** TASK INPUTS follows **

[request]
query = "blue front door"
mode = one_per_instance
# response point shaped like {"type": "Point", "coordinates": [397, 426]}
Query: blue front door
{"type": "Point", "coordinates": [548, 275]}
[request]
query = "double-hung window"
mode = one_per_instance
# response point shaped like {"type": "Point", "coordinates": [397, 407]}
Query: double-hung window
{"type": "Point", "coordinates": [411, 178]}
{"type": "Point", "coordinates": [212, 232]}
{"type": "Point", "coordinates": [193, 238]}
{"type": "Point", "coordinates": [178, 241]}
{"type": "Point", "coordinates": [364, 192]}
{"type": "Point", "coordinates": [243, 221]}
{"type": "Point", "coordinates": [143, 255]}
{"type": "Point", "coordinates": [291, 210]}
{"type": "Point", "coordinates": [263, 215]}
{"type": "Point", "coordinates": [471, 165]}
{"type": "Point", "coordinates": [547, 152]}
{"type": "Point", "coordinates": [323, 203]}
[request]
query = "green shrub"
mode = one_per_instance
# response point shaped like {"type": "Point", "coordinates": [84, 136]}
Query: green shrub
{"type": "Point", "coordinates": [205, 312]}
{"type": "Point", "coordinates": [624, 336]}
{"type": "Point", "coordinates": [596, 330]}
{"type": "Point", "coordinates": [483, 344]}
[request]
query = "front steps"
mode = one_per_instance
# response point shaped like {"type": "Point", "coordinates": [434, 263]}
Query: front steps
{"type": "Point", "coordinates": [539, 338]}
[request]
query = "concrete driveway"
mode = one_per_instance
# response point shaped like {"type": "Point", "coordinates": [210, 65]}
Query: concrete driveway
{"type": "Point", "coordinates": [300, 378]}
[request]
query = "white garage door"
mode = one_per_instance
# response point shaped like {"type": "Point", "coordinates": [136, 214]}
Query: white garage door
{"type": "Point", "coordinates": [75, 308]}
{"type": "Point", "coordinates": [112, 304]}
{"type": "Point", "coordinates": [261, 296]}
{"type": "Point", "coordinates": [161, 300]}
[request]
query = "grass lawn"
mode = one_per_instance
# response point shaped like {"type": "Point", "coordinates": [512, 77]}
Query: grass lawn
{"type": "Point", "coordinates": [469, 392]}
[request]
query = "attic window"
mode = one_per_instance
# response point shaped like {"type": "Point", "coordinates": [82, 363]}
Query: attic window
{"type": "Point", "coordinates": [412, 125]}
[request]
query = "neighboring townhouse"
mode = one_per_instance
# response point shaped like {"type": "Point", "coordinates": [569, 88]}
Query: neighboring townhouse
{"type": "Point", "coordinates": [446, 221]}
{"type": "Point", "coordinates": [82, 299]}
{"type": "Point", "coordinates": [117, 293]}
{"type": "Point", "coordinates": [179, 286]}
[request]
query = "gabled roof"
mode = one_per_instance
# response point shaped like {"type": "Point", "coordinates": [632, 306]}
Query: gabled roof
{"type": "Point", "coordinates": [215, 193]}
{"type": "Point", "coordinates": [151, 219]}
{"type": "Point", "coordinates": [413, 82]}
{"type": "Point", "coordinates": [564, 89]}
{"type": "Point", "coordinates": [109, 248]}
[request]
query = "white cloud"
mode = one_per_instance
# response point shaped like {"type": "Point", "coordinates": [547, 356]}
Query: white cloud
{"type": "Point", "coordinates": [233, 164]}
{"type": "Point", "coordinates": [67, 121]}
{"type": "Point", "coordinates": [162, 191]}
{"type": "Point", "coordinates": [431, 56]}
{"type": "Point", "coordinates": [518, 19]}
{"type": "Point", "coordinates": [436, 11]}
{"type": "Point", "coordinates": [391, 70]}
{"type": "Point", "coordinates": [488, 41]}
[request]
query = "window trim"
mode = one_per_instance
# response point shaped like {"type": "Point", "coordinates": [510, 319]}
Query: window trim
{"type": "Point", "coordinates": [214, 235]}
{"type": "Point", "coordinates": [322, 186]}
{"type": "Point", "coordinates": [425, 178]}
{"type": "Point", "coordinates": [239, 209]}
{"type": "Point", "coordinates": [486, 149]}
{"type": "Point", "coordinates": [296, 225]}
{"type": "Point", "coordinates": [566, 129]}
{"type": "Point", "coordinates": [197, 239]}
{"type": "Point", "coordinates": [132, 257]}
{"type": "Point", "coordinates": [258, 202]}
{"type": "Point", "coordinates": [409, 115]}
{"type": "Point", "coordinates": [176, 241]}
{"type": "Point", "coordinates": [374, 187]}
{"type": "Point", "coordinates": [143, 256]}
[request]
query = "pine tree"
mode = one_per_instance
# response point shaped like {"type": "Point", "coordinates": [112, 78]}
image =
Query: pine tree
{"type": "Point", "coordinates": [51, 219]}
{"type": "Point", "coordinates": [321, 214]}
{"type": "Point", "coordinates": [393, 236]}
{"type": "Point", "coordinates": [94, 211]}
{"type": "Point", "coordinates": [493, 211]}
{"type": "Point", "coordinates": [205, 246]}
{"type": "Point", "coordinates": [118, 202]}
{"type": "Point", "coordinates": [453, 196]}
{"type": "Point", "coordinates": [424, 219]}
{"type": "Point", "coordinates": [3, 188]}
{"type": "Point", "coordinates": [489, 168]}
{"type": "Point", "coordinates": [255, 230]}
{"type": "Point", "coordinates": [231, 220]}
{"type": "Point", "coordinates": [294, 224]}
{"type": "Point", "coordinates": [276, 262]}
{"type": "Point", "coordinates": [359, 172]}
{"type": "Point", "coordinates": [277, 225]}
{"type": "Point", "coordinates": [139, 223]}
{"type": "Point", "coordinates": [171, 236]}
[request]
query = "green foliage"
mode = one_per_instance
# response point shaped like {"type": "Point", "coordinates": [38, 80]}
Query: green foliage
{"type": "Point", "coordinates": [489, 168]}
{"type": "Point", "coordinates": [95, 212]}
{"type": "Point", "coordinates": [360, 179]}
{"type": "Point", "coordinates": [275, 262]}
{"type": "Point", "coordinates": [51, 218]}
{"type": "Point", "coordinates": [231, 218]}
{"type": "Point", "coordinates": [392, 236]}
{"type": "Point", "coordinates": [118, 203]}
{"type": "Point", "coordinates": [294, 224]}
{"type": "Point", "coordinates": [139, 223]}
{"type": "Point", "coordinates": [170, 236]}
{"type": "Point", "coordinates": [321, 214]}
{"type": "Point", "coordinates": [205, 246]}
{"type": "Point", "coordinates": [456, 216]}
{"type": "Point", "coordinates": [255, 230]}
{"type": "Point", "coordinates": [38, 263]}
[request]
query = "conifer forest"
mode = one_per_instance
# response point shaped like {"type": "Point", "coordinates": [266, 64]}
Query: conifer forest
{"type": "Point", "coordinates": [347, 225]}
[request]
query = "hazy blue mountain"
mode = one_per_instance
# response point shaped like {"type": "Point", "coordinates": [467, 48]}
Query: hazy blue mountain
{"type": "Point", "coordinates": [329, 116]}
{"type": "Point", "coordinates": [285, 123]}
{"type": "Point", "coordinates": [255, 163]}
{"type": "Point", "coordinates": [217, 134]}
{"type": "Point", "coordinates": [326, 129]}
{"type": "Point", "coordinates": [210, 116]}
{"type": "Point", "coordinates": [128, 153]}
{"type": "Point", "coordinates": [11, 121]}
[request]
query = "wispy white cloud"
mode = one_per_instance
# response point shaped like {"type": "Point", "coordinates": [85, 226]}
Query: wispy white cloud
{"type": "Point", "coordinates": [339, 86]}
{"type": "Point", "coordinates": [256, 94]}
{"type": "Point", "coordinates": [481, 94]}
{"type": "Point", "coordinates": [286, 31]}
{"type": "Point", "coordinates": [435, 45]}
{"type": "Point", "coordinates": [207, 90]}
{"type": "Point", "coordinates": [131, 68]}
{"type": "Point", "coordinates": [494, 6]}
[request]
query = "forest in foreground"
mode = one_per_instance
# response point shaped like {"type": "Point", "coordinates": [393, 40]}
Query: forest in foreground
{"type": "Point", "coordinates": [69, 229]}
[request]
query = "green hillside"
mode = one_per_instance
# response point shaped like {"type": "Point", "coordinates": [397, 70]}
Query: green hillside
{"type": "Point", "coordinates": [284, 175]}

** End of TASK INPUTS **
** TASK INPUTS follows **

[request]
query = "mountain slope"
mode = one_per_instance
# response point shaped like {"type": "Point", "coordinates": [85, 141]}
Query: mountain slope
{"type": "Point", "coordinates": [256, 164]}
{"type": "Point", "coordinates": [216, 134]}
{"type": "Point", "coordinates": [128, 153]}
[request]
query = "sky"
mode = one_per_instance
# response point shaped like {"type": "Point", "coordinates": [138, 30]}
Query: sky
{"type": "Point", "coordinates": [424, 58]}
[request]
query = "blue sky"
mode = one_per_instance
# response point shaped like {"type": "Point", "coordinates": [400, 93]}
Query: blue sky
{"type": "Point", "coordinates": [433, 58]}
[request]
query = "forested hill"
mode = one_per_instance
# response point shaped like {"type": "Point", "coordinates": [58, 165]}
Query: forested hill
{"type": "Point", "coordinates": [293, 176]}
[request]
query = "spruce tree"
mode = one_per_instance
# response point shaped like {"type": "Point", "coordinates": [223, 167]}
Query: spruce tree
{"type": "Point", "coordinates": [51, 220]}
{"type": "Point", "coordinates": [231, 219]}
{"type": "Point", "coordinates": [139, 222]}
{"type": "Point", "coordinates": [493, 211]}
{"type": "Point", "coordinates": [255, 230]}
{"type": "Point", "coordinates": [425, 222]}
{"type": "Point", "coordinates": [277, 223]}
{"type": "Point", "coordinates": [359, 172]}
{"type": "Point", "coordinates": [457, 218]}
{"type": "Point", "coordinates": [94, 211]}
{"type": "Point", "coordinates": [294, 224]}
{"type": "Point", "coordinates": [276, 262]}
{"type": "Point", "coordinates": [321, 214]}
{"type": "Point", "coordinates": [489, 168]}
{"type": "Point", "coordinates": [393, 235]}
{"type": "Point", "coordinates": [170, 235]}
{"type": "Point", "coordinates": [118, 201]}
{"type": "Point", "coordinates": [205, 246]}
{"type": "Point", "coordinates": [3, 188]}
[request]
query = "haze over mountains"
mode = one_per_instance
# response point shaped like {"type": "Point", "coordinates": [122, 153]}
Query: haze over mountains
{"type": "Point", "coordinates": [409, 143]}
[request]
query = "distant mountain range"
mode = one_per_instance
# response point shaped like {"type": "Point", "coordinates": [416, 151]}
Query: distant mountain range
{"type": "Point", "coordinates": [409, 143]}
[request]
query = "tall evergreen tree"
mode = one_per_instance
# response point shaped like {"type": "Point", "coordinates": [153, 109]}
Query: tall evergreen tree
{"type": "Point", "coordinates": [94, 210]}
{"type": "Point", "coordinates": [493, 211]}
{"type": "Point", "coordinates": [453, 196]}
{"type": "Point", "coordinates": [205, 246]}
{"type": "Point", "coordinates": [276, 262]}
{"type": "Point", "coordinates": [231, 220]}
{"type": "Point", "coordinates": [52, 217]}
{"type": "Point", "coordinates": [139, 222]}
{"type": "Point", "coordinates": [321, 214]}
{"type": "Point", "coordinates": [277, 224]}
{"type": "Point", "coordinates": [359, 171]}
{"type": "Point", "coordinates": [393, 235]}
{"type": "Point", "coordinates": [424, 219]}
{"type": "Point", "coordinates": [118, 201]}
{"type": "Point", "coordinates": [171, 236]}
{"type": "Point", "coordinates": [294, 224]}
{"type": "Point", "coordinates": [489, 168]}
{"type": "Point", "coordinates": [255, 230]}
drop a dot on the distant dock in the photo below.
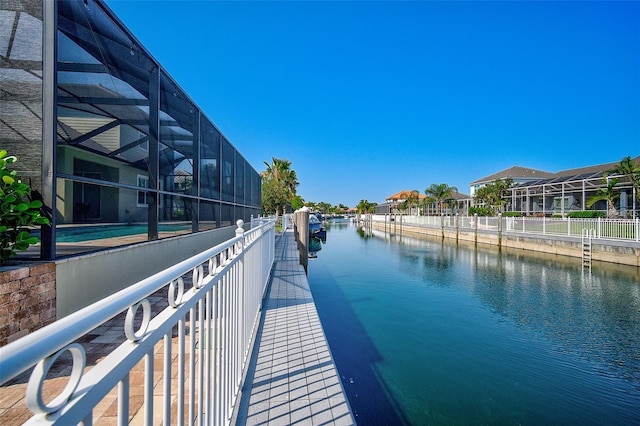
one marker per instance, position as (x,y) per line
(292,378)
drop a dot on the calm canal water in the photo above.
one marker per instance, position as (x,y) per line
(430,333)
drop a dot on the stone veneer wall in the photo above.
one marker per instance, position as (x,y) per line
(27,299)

** End of TASK INPUTS **
** TASK INPUTS follows **

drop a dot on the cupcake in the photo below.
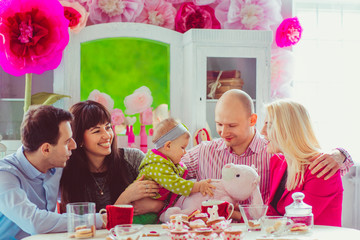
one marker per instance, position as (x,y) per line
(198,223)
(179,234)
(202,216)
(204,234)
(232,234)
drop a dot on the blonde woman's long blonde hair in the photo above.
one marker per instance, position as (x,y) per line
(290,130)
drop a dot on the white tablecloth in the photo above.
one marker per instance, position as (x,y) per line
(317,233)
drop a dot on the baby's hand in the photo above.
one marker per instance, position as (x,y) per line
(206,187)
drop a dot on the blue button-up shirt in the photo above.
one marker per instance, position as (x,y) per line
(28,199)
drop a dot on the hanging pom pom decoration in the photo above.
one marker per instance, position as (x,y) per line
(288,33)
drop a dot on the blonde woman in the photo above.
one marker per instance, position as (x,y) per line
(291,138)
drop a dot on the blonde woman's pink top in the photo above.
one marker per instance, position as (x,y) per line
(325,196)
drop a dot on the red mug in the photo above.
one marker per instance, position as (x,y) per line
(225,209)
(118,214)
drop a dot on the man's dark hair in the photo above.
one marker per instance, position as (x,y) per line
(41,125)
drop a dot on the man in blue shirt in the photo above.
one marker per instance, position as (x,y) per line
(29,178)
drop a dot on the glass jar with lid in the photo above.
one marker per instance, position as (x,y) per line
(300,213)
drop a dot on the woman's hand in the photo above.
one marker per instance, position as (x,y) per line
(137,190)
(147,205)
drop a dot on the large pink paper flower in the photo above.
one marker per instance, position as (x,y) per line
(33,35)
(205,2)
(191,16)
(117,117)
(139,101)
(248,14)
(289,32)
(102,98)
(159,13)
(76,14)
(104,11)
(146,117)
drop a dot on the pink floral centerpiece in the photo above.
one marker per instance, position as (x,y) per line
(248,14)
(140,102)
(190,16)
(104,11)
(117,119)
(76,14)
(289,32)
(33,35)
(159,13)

** End of TASK INPUTS **

WHAT THE TASK REQUIRES
Starting from the records above, copy each line where the string "blonde" is found.

RESPONSE BOX
drop a dot on the blonde woman's long blonde hair in the photo above.
drop a dot on the blonde woman in the photo above.
drop a dot on the blonde woman's pink top in the photo above.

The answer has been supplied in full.